WHAT YOU WILL DO:
Begin at the top of the records below and return each line exactly through the line with "matches [(26, 113)]". Skip pictures.

Items from a data source:
————
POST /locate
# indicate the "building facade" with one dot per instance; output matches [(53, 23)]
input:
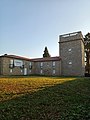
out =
[(70, 61)]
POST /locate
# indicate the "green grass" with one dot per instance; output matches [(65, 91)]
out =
[(44, 98)]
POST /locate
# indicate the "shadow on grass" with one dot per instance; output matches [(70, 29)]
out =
[(67, 101)]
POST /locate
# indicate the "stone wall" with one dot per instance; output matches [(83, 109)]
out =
[(72, 54)]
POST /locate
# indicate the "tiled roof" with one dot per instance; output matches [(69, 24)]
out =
[(46, 59), (16, 57), (33, 60)]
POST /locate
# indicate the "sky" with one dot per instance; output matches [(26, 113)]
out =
[(27, 26)]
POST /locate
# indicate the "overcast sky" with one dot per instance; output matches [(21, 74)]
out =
[(27, 26)]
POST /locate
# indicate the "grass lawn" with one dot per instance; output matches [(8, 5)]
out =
[(44, 98)]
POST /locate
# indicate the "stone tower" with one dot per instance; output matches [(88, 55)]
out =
[(71, 51)]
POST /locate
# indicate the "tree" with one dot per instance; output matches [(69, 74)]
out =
[(87, 51), (46, 53)]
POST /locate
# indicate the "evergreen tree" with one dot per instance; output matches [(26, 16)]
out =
[(46, 53), (87, 51)]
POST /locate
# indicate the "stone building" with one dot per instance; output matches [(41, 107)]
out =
[(70, 61)]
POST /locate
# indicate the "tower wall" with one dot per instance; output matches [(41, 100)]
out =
[(71, 50)]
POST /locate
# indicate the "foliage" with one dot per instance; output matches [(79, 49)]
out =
[(46, 53), (44, 98), (87, 51)]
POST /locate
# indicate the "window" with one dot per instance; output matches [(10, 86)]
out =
[(41, 64), (70, 63), (11, 71), (30, 65), (70, 50), (54, 71), (18, 63), (11, 61), (41, 71)]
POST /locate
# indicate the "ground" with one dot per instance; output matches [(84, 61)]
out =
[(44, 98)]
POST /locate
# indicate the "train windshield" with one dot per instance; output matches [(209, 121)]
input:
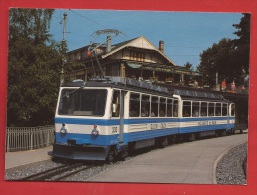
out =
[(82, 102)]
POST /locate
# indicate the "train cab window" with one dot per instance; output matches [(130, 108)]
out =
[(134, 105), (218, 109), (186, 108), (154, 106), (211, 109), (175, 108), (162, 107), (224, 109), (116, 103), (145, 105), (195, 109), (203, 109), (232, 109)]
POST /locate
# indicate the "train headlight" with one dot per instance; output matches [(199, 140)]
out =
[(95, 131), (63, 129)]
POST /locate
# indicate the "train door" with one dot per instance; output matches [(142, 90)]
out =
[(118, 111), (122, 102)]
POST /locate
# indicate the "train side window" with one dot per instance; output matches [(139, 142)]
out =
[(162, 107), (154, 105), (186, 108), (175, 108), (195, 109), (232, 109), (218, 109), (203, 109), (169, 108), (211, 109), (224, 109), (116, 103), (134, 105), (145, 105)]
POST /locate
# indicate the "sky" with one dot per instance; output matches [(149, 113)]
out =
[(185, 34)]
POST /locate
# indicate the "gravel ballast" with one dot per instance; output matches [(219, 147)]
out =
[(229, 169)]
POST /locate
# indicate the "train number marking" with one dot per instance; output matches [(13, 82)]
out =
[(163, 125)]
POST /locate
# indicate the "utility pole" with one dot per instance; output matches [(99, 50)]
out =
[(63, 48)]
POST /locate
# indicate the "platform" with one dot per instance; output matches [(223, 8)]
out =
[(22, 158)]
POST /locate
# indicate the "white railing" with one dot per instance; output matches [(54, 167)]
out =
[(28, 138)]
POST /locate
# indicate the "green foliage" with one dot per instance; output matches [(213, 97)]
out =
[(189, 66), (243, 42), (229, 58), (33, 69)]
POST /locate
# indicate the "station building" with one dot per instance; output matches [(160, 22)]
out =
[(136, 58), (139, 59)]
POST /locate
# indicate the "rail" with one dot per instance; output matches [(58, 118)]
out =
[(28, 138)]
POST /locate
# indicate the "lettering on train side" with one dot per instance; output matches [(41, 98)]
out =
[(154, 126)]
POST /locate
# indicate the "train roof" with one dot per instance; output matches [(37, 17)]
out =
[(130, 84)]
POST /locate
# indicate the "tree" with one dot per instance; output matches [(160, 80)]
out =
[(243, 42), (189, 66), (33, 68)]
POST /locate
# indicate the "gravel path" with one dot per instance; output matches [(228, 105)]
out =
[(229, 169)]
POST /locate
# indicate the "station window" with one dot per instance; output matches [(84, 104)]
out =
[(154, 105), (203, 109), (218, 109), (134, 104), (186, 108), (211, 109), (162, 107), (145, 105), (169, 107), (224, 109)]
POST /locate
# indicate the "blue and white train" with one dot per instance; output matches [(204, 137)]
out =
[(103, 119)]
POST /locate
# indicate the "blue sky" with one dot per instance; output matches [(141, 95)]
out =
[(185, 34)]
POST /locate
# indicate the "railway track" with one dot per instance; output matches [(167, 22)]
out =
[(58, 173)]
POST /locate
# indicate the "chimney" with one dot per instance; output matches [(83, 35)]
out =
[(161, 46), (108, 44)]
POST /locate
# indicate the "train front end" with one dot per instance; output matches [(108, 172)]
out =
[(81, 123)]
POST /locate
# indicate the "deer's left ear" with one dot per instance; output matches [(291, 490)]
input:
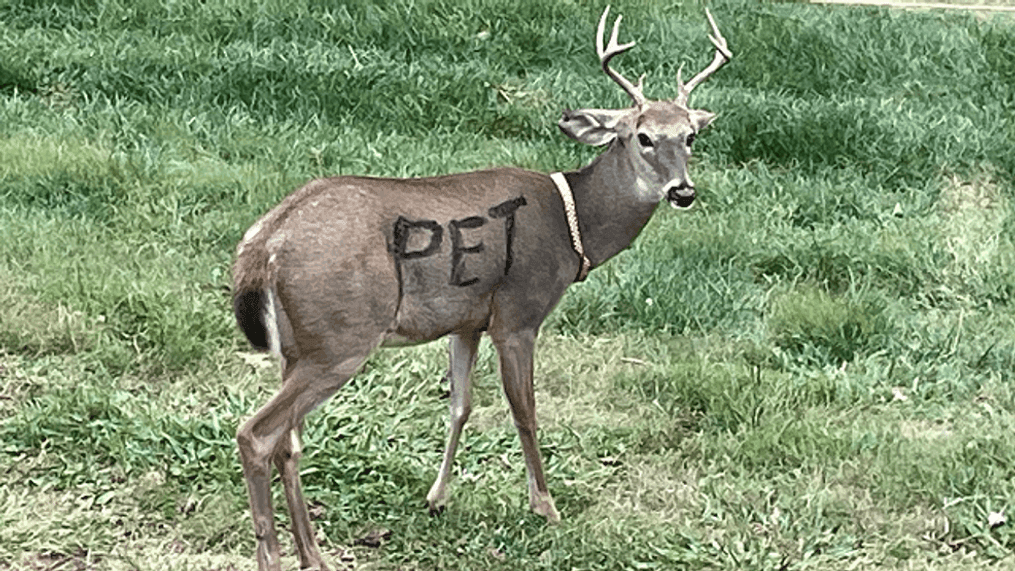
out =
[(700, 119), (592, 127)]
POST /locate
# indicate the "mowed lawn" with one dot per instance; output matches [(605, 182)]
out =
[(812, 368)]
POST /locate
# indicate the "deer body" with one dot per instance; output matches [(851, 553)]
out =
[(346, 265)]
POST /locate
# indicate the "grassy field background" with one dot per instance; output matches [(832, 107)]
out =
[(811, 369)]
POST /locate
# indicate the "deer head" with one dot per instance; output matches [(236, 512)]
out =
[(655, 137)]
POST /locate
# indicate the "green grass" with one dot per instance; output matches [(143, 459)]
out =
[(811, 369)]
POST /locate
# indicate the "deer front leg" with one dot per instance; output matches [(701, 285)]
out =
[(463, 351), (516, 351)]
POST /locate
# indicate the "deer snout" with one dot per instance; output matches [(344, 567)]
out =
[(680, 195)]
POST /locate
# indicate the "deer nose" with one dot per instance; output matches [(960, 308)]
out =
[(680, 196)]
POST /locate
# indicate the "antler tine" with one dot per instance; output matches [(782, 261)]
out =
[(723, 55), (605, 55)]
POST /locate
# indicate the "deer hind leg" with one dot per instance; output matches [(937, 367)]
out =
[(463, 356), (287, 462), (269, 436), (516, 352)]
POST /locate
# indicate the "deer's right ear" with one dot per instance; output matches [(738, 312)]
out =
[(592, 127)]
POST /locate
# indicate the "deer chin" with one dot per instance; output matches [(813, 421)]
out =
[(680, 199)]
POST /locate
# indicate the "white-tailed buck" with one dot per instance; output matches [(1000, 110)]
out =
[(349, 264)]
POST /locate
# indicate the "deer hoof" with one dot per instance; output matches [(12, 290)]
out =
[(543, 505), (435, 508)]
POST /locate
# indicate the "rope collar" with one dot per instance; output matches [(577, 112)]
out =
[(571, 215)]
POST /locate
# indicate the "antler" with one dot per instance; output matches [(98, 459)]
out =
[(723, 55), (612, 50)]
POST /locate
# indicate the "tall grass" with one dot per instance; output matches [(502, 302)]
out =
[(810, 369)]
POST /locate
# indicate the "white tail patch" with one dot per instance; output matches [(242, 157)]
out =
[(271, 325)]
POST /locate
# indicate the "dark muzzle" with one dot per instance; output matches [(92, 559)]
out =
[(680, 197)]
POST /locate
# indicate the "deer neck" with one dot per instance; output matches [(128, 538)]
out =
[(610, 214)]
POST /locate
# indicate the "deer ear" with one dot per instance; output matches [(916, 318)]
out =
[(700, 119), (592, 127)]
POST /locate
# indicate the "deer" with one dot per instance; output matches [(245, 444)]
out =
[(345, 265)]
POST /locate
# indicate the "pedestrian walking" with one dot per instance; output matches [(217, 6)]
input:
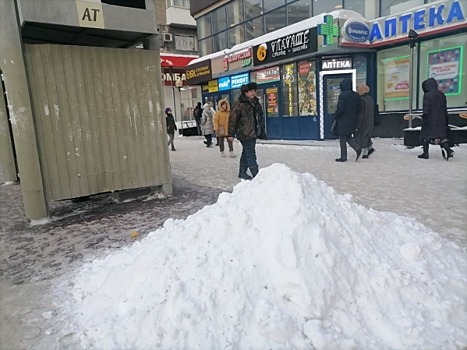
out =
[(171, 127), (366, 121), (207, 123), (348, 107), (435, 120), (197, 114), (221, 127), (246, 122)]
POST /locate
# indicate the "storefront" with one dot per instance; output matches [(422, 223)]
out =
[(299, 68), (178, 95)]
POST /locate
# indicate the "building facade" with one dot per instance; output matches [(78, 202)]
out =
[(299, 67)]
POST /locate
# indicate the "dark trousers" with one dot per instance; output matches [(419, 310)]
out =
[(343, 140), (221, 143), (248, 157), (208, 139)]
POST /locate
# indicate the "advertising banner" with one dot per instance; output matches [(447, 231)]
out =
[(396, 78), (446, 67)]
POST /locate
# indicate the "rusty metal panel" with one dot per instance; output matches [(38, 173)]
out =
[(99, 120)]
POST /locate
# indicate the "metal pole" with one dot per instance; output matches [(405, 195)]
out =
[(21, 116), (411, 60)]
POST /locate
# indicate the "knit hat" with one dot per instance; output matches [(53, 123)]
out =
[(363, 89), (248, 87)]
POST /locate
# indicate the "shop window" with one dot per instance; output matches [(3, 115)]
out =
[(298, 11), (270, 5), (254, 28), (236, 35), (360, 65), (321, 6), (234, 12), (275, 20), (179, 3), (393, 79), (252, 8), (289, 90), (219, 19), (307, 88), (203, 25), (445, 60), (185, 43)]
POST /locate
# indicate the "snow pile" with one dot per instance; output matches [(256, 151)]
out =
[(283, 262)]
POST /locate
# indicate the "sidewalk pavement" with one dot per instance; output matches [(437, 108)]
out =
[(32, 258)]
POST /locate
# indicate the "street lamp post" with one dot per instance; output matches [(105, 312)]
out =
[(413, 43)]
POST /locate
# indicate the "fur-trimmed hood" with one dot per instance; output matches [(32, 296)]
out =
[(224, 100)]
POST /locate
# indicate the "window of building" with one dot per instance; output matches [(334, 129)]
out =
[(252, 8), (320, 6), (445, 60), (270, 5), (205, 46), (289, 90), (234, 12), (179, 3), (203, 25), (185, 43), (307, 88), (276, 19), (236, 35), (393, 79), (220, 41), (298, 11), (254, 28), (219, 19)]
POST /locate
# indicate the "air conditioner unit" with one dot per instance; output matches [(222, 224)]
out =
[(167, 37)]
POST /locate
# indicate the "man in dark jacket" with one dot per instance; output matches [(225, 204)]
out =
[(197, 114), (246, 122), (435, 120), (171, 126), (349, 106)]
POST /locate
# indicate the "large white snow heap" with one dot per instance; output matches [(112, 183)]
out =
[(282, 262)]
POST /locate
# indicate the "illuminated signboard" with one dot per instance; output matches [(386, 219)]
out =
[(238, 80)]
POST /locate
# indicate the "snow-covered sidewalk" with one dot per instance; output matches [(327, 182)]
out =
[(432, 191)]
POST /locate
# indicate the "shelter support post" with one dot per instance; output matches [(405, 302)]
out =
[(20, 111)]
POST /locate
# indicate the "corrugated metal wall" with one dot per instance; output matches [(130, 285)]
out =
[(98, 118)]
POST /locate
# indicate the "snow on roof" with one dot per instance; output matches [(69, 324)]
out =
[(293, 28)]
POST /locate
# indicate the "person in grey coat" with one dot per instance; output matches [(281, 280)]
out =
[(207, 123), (366, 121), (435, 120), (349, 105)]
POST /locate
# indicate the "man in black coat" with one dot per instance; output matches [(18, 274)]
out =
[(349, 106), (435, 120)]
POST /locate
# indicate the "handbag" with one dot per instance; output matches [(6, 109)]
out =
[(334, 128)]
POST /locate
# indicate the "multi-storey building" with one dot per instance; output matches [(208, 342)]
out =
[(299, 50)]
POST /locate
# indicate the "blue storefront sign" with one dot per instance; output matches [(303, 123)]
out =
[(238, 80), (224, 84)]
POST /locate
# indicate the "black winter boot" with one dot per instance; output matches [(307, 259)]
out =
[(446, 151), (242, 172), (254, 170), (425, 146)]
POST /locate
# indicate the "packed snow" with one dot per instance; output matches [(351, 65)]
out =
[(281, 262)]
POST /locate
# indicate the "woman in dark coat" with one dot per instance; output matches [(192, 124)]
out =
[(349, 106), (435, 120)]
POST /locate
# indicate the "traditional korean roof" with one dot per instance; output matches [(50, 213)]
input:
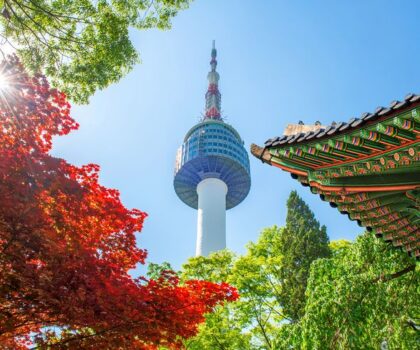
————
RESULT OF THIS EXERCISE:
POST /locate
# indicate the "building facade" with one dot per instance; output matches [(53, 23)]
input:
out =
[(70, 61)]
POST /locate
# indicate the "green grass" with one dot per instance; output matches [(65, 91)]
out =
[(44, 98)]
POST /locate
# indicate the "shadow on grass" with one dot per instance; output matches [(70, 29)]
out =
[(67, 101)]
POST /locate
# indicate the "stone wall" with one dot per instance; output matches [(83, 109)]
out =
[(72, 54)]
POST /locate
# indicate the "tiled roof" with one dot per instance; output matches [(69, 24)]
out =
[(46, 59), (16, 57), (33, 60)]
POST /locate
# indicate the "sky" with one dot per instance; output matches [(26, 113)]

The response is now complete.